Energy Economy

America's 120,000 Gas Stations and 1 Million Jobs Are Threatened

There are several estimates of the number of gas stations in America. Most point to a figure of 120,000. According to the Bureau of Labor Statistics, these locations employ 950,000 people in total. As oil prices plunge well below $15 and the number of drivers turns down sharply, the future of this industry is bleak.

Many of these stations are also convenience stores, which gives them another line of business. However, as driving drops, they are in nearly as much trouble as places where only gasoline is sold.

The gas price that stations have relied on is about $2.60 on an inflation-adjusted basis since 1979. A year ago, the price was $2.80 for a gallon of regular nationwide, according to the AAA Fuel Gauge. That number dropped to $2.15 a month ago and is currently $1.80. In 16 states, the figure is under $1.60. Most industry experts, including widely used gas price site GasBuddy, expect the number to go lower — in some cases much lower. Suffice it to say, the gas station business has been built on prices much above $2 for the past 50 years. They now face prices that could go below $1 in many places.

Fewer drivers will harm gas station financials nearly as much as falling fuel prices. INRIX puts the decline in car travel down by 30% in late March, compared to early February. That number has probably fallen since then. In some of America’s largest cities, the figure is down by half. In these cases, station traffic and gas prices are each down 50% compared to just a few weeks ago.

One thing is certain. The number of gas stations in the United States will drop precipitously over the next year. Many are small businesses that likely do not have access to capital. The Paycheck Protection Program (PPP) may carry some of them to the end of June. However, miles driven will not rebound to past levels until much later in the year, if they do at all. And gas prices could be below $1.50 for months. These problems, in turn, put over 900,000 jobs at risk. It is another example of how COVID-19 has blitzed the American economy sector by sector.

..........

→ **ASSIGNED TASK 1**
Based on the gas station article, say whether each statement agrees with it. Answer yes or no, and quote the words that decide it. (a) The Bureau of Labor Statistics puts gas station employment at 950,000 people. (b) Gas stations that are also convenience stores are mostly safe from the drop in driving. (c) A year ago, a gallon of regular cost $2.15 nationwide.
→ **ASSIGNED TASK 2**
Sum up the gas station article in two sentences.

..........

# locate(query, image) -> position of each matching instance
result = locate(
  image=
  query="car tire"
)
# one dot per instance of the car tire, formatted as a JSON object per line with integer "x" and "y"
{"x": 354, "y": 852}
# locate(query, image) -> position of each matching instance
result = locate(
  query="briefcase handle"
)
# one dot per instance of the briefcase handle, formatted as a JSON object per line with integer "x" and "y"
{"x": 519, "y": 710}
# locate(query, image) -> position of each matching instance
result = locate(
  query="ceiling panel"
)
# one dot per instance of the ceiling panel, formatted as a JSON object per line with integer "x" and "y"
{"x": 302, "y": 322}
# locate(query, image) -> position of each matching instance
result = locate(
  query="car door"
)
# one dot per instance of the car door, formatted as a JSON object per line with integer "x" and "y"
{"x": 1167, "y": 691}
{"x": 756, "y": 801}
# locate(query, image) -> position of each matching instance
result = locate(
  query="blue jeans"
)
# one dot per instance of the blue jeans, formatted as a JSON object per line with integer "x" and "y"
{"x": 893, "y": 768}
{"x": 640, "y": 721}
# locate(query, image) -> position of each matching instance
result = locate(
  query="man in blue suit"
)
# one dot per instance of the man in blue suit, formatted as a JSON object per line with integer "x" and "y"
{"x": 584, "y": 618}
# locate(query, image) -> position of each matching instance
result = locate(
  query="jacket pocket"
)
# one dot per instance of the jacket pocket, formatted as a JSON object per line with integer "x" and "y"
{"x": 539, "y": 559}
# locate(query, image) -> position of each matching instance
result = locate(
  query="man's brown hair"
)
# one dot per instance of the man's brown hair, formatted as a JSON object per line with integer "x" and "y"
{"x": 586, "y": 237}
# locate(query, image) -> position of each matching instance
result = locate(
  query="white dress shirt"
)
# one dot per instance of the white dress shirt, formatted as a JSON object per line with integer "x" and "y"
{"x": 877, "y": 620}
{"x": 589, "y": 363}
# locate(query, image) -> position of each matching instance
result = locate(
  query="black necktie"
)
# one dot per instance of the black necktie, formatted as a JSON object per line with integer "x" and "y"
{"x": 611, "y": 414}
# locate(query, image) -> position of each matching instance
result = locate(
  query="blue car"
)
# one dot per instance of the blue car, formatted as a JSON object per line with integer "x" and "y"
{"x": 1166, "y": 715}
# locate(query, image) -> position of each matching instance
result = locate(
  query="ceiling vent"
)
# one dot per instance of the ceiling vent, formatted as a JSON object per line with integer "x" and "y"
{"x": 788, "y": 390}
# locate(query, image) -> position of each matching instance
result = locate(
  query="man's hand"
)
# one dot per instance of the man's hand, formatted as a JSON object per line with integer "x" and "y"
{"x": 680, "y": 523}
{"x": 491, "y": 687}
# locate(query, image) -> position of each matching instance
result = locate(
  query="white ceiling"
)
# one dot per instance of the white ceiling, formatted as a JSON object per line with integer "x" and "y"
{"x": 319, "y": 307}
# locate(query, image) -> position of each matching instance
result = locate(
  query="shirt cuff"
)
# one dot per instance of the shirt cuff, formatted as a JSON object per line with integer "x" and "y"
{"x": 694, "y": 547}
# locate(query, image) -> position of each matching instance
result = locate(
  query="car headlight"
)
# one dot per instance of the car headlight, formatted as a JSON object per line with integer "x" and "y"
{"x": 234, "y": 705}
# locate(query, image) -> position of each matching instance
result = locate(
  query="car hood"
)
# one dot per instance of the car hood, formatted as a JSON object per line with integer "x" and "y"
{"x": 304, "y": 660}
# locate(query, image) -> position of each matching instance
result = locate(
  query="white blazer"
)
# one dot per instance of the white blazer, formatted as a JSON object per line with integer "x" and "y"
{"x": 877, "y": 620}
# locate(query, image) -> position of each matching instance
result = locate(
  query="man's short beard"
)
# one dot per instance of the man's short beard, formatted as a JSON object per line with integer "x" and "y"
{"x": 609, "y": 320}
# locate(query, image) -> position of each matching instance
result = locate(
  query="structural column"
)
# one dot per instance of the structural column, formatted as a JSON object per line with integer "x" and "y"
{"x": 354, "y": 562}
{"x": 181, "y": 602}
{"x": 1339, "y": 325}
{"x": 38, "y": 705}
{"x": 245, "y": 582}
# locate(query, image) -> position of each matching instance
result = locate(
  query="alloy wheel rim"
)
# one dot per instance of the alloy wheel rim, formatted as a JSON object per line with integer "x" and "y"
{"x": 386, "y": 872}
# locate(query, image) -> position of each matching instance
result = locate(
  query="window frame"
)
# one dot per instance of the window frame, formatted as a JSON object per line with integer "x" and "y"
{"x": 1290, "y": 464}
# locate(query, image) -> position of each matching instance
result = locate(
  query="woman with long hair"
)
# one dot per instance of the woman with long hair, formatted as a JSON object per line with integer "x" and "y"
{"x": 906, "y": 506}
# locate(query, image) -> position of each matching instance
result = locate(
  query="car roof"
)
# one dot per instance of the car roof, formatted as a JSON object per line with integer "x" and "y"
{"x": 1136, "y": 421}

..........

→ **YOUR RESPONSE 1**
(a) Yes: "According to the Bureau of Labor Statistics, these locations employ 950,000 people in total."
(b) No: "However, as driving drops, they are in nearly as much trouble as places where only gasoline is sold."
(c) No: "A year ago, the price was $2.80 for a gallon of regular nationwide"

→ **YOUR RESPONSE 2**
America's roughly 120,000 gas stations, which employ 950,000 people, face a bleak future as the price of regular gas has fallen from $2.80 a gallon a year ago to $1.80 now and car travel has dropped sharply. Many are small businesses that likely lack access to capital, so their number will drop precipitously over the next year, putting over 900,000 jobs at risk.